═══ Page excerpt

I also have come to the conclusion that the clock of these devices does deviate a lot, especially when in sleep.
I don’t quite get why, as there is actually a RTC crystal shown in the schematics of the xenon.
xenon-v1.00-schematic
Is this crystal not used at the moment or are there other factors that lead to a bad performance even with the 32khz crystal being used?
If somehow possible I’d like to avoid using an additional external RTC over I2C and the additional software logic that comes with it.

Some pointers would be greatly appreciated
~Ben

Belated welcome to the community. The reason you never got a reply was that the topic was ticked as solved.

I was just looking back at posts around the inaccuracy of the sleep period for a Xenon.

I have implemented an RTC (DS3231) on my prototype board using an Adafruit feather for DS3231.

══════

[Tasks]
1/ Answer these questions about the forum excerpt on Xenon clock drift.
(a) What kind of crystal appears in the schematics of the xenon?
(b) Why did the original poster never get a reply?
(c) Which RTC was implemented on the prototype board?
2/ Reproduce the forum excerpt on Xenon clock drift word for word, starting with "xenon-v1.00-schematic" and going on through "crystal being used?".
3/ Take the forum excerpt on Xenon clock drift further, picking up right after its last sentence.
These entries have no connection to the forum excerpt on Xenon clock drift.

═══ Extracted material

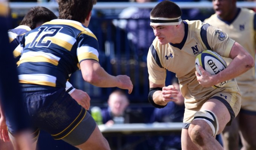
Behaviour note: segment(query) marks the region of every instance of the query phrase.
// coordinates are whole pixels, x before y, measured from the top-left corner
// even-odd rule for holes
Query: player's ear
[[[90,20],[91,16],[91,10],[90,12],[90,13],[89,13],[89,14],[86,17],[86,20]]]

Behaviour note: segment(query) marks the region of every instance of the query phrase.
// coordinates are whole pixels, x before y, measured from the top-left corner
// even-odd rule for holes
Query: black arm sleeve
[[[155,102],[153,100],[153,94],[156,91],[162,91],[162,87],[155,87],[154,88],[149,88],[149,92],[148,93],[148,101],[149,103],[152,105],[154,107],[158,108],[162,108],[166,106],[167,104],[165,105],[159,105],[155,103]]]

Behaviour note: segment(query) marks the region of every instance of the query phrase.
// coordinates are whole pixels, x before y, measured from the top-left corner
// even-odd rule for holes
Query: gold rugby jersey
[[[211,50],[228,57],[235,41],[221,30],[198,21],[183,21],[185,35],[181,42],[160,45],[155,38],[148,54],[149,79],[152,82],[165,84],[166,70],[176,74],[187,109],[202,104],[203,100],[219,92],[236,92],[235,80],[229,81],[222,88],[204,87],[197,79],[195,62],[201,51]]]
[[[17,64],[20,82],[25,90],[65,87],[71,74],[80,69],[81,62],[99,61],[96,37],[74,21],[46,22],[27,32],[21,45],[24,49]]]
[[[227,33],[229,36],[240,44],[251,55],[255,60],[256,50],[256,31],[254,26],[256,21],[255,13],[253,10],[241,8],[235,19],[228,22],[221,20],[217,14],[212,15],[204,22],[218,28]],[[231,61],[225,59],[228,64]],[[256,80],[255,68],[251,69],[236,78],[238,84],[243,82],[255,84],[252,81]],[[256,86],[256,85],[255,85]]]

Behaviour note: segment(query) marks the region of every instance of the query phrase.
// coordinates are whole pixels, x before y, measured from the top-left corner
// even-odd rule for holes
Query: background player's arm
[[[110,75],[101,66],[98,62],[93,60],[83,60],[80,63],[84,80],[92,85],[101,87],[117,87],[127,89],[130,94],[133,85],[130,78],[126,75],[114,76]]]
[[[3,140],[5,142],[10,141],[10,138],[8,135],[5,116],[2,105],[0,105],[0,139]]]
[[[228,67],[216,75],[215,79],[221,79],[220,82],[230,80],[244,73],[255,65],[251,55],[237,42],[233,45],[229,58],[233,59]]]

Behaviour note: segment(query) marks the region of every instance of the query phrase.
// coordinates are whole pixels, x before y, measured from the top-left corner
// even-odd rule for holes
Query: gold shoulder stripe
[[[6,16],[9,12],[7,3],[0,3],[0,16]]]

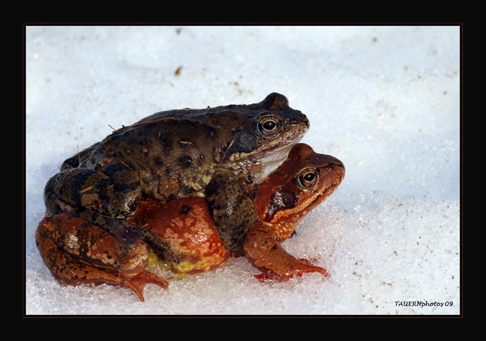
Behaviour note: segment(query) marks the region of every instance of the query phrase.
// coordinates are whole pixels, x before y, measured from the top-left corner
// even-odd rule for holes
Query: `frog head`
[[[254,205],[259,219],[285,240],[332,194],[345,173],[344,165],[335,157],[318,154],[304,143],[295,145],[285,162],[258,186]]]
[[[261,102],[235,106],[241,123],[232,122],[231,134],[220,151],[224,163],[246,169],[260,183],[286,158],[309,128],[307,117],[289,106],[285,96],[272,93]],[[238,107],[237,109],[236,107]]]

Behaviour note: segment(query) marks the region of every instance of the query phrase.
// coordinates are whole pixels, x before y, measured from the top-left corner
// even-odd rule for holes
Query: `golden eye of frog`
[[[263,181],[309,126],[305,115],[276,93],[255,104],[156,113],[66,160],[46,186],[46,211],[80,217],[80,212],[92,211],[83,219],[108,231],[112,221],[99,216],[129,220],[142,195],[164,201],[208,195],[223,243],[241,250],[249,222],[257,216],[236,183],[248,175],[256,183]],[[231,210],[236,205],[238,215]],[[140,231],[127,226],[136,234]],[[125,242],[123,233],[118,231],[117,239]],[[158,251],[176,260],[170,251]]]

══════

[Expected responses]
1/
(a) An RTC crystal, the 32khz crystal.
(b) The topic was ticked as solved.
(c) A DS3231, using an Adafruit feather for DS3231.

2/
xenon-v1.00-schematic
Is this crystal not used at the moment or are there other factors that lead to a bad performance even with the 32khz crystal being used?

3/
I am still finding that even a short (<60 seconds) stop sleep can vary enormously to the point that it really cannot be relied upon.

I found my way to this post because I am attempting to use the Xenon clock to write a timestamp of a visit to an NFC tag. The Xenon is completely disconnected (System Mode Manual) and the absolute time set upon flashing and only maintains time while the Xenon remains powered. Low power use is important for these sensors so I implemented an NFC triggered wake to to a stop sleep mode. I quickly found the unacceptable drift of time when sleeping.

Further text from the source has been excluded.